Collect every line of the listing below that contains the word "hair", and copy each one in full.
______________________________
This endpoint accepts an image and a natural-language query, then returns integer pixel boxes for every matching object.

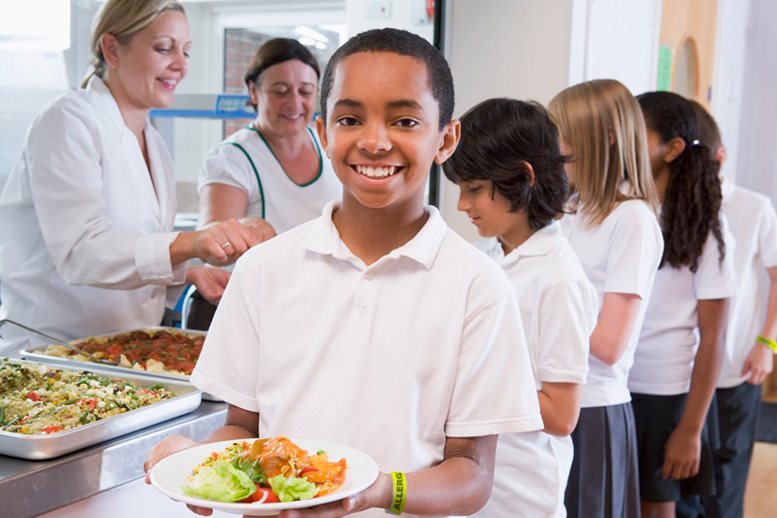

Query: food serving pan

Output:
[18,326,221,401]
[0,358,202,460]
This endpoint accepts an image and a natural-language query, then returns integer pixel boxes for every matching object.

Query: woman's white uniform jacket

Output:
[0,77,185,344]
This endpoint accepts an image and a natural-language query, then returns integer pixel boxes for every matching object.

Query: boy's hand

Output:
[742,344,774,385]
[143,435,213,516]
[186,266,232,305]
[661,426,701,480]
[279,473,391,518]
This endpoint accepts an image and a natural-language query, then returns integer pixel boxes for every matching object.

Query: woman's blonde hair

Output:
[81,0,186,88]
[549,79,658,225]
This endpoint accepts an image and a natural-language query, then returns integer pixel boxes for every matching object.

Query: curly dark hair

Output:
[443,98,569,230]
[637,92,726,272]
[321,28,454,130]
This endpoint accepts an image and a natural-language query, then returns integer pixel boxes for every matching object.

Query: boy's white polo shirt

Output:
______________________________
Answer for the task:
Query: woman's blonde hair
Query: curly dark hair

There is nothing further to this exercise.